:: Given instruction ::
Each record must be retyped in full. No character may differ.

--- Begin ---

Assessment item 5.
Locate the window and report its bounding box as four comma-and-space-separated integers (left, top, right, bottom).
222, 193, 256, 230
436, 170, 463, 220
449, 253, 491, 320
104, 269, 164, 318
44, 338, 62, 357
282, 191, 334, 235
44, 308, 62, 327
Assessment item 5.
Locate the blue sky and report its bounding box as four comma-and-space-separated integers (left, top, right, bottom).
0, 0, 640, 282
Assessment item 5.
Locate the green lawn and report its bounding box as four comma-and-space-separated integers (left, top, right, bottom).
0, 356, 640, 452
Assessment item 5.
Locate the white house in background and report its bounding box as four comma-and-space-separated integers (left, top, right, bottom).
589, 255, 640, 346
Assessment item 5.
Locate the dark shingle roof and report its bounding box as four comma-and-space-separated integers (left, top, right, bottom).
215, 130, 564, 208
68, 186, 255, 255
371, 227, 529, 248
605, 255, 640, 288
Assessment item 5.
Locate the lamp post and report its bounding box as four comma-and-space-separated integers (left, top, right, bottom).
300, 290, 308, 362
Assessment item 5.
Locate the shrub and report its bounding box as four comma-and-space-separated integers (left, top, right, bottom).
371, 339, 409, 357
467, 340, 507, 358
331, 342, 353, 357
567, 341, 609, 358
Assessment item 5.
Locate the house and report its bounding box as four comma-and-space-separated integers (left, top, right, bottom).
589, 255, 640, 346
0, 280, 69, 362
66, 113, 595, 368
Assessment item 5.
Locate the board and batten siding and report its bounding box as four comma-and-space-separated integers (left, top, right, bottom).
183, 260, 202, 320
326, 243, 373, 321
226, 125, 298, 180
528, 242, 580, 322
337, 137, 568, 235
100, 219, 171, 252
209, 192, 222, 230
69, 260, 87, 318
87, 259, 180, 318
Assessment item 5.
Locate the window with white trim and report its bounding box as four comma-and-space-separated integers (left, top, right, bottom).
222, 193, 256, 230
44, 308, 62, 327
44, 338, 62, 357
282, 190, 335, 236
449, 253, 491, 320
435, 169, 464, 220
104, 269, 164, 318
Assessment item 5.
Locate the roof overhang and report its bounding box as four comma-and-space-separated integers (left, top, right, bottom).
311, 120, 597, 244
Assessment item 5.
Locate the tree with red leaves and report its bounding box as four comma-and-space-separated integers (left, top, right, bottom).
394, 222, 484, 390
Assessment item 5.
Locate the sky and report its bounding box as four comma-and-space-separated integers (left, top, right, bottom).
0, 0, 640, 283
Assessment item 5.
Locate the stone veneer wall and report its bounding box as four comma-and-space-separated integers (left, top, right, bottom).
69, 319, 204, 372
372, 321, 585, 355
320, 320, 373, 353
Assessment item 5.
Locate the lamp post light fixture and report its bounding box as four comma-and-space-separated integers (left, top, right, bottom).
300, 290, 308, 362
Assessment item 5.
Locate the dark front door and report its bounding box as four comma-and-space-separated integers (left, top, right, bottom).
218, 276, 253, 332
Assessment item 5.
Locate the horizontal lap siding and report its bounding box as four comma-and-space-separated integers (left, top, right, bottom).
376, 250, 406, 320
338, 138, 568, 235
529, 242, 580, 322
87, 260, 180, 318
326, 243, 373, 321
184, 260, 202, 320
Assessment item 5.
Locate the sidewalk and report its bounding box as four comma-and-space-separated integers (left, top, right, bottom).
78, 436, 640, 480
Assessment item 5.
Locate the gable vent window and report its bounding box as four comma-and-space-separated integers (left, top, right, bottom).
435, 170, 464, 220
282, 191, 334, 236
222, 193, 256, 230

--- End ---

:: Written answer ::
Assessment item 5.
Locate the window and report its bounding box as four comma-and-space-separated integers (left, top, right, bottom).
222, 193, 256, 230
436, 170, 463, 220
449, 253, 491, 320
104, 269, 164, 318
44, 338, 62, 357
282, 191, 334, 235
44, 308, 62, 327
Assessment item 5.
Locate the blue sky and report its bounding box as four comma-and-space-separated integers (left, top, right, bottom).
0, 0, 640, 282
Assessment item 5.
Locate the green lawn and report its bounding box as four comma-and-space-separated integers (left, top, right, bottom).
0, 356, 640, 452
Assessment item 5.
Locate the white house in background and report its bounding box as four comma-and-space-separated integers (left, top, right, bottom).
589, 255, 640, 346
Assessment item 5.
Locate the dark shingle roof and report its bounding box as four comma-and-space-separated integers (left, top, right, bottom).
215, 130, 564, 208
68, 186, 255, 255
371, 227, 529, 248
605, 255, 640, 288
Assessment item 5.
Locate the lamp post and report its bounding box as four comma-and-space-separated integers (left, top, right, bottom).
300, 290, 308, 362
Assessment item 5.
Locate the shrub and report its bounding box as four comma-and-space-separated integers (left, top, right, bottom).
371, 339, 409, 357
467, 340, 507, 358
331, 342, 353, 357
567, 341, 609, 358
Assessment item 5.
Locate the house and report its bounding box as four comma-and-space-separated integers (left, top, right, bottom).
589, 255, 640, 346
0, 280, 69, 362
66, 113, 595, 368
Assessment item 5.
Locate the board and batten siding and report its bounding box as four comma-and-space-separated integers (left, top, right, bottom).
183, 260, 202, 320
326, 243, 373, 321
226, 125, 298, 180
528, 242, 580, 322
337, 137, 568, 235
100, 219, 171, 252
209, 192, 222, 230
69, 260, 87, 318
87, 259, 180, 318
Assessment item 5.
Locate the window with white trim and report its bounding box as four comma-and-space-separated integers (left, top, right, bottom).
222, 193, 256, 230
44, 308, 62, 327
44, 338, 62, 357
282, 190, 335, 236
449, 253, 491, 320
435, 169, 464, 220
104, 269, 164, 318
Assessment item 5.
Locate the roof overhang and report its bounding box as four comma-and-space-separated integers (left, top, right, bottom).
311, 120, 597, 244
Assessment item 5.
Locate the tree with red leaves and report its bounding box as four comma-and-space-separated integers (left, top, right, bottom).
394, 222, 484, 390
Assessment item 5.
Locate the sky and report its bounding box as four comma-and-space-separated integers (left, top, right, bottom).
0, 0, 640, 283
Assessment item 5.
Locate the stone veneer wall and report its bounding box as four comma-and-space-separated integers (left, top, right, bottom).
69, 319, 204, 372
372, 321, 585, 355
320, 320, 373, 353
Assessment item 5.
Locate the lamp post light fixture and report its bounding box as four comma-and-space-separated integers (left, top, right, bottom).
300, 290, 308, 362
Assessment item 5.
Locate the dark front door and report its bounding box as four comma-and-space-separated integers (left, top, right, bottom).
218, 276, 253, 332
Assessment item 5.
Locate the horizontal lap siding and report its bounding box as four comma-and-space-separated integers (left, top, right, bottom).
376, 250, 406, 320
338, 138, 568, 235
529, 242, 580, 322
87, 260, 180, 318
326, 243, 373, 321
184, 260, 202, 320
Assessment item 5.
Locate the sidewalk and report its bounding box as four comma-and-space-separated integers (left, top, right, bottom).
78, 436, 640, 480
Assessment item 5.
Locate the gable vent window and report its bounding box as four comma-and-space-separated integers (left, top, right, bottom).
435, 170, 464, 220
282, 191, 334, 236
222, 193, 256, 230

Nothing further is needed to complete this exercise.